# EXCERPTED DATA:
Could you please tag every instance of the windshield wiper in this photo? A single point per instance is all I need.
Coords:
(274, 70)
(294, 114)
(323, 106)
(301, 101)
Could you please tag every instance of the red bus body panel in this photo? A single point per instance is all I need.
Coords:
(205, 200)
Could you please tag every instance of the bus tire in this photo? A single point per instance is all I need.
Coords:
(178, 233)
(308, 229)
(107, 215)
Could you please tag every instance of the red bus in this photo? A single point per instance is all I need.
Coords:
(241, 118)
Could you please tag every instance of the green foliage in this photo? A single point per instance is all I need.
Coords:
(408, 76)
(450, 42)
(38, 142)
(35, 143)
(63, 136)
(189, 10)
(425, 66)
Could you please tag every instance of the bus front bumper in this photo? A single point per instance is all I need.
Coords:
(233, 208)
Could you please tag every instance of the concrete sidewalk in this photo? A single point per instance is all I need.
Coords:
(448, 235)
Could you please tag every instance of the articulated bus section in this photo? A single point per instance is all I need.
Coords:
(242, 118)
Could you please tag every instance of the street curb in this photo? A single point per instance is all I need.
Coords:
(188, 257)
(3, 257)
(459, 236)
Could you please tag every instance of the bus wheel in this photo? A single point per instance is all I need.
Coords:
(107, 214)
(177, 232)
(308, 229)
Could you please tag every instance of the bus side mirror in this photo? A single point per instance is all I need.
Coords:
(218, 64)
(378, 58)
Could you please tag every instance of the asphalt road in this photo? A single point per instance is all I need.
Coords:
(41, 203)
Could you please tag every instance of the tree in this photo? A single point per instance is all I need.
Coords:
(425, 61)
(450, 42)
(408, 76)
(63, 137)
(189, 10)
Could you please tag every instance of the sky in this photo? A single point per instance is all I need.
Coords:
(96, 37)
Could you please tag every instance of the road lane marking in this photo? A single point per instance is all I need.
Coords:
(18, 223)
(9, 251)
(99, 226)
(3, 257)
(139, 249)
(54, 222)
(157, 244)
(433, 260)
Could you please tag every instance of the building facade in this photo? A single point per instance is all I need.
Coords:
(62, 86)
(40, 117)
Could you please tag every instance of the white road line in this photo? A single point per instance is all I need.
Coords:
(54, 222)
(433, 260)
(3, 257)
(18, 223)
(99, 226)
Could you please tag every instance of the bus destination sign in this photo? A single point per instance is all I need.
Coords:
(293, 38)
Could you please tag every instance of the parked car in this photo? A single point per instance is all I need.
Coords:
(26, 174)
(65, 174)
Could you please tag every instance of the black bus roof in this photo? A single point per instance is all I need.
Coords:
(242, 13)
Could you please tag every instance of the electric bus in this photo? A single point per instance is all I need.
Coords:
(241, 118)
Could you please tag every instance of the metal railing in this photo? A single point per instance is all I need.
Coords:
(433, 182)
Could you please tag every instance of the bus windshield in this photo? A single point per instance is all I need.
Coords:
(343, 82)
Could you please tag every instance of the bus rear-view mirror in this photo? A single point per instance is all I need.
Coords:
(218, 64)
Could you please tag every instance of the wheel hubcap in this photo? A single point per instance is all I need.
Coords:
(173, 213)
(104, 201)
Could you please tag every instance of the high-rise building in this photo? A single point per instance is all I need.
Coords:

# TRY IT:
From the listing above, the lines starting with the one that has "Could you please tag every instance of the street" and running through the one that has "Could you please tag every instance of the bus wheel" should be copied exactly, ends included.

# EXPECTED ANSWER:
Could you please tag every instance of the street curb in this photo? A single point per instance is all I need.
Coords:
(188, 257)
(3, 257)
(459, 236)
Could you please tag every instance of the bus wheel in this photo? A single point per instance is all I need.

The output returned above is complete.